> [Exercise objective] Count the lines in the data below that contain the word "noun", treating uppercase and lowercase as distinct. Reply with the number alone.

> [Data for this exercise]
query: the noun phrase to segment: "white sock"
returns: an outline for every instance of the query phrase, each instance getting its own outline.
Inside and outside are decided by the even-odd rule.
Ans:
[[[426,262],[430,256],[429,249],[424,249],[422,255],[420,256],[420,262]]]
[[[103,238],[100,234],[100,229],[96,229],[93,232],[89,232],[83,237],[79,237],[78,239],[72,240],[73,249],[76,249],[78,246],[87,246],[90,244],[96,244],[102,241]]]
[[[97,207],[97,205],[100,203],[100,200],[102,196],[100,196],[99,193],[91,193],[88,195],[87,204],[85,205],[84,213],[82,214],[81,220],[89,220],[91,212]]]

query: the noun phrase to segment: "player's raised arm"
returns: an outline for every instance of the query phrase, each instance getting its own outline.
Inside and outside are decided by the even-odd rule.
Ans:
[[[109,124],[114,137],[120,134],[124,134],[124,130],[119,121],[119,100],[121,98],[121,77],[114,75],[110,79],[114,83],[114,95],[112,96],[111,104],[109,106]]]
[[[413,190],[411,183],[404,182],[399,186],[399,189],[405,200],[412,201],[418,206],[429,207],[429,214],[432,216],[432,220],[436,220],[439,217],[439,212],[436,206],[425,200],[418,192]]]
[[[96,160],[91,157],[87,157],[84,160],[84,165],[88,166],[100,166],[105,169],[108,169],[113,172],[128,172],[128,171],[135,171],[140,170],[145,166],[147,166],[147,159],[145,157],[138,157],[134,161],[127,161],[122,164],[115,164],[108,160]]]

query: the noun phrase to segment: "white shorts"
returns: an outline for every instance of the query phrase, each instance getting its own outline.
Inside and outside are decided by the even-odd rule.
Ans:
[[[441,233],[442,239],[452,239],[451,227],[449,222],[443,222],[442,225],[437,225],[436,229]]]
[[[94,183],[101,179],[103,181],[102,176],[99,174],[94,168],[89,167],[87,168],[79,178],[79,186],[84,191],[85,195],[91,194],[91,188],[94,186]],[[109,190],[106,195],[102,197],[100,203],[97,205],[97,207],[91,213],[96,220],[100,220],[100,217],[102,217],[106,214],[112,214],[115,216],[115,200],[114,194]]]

> [Written response] 3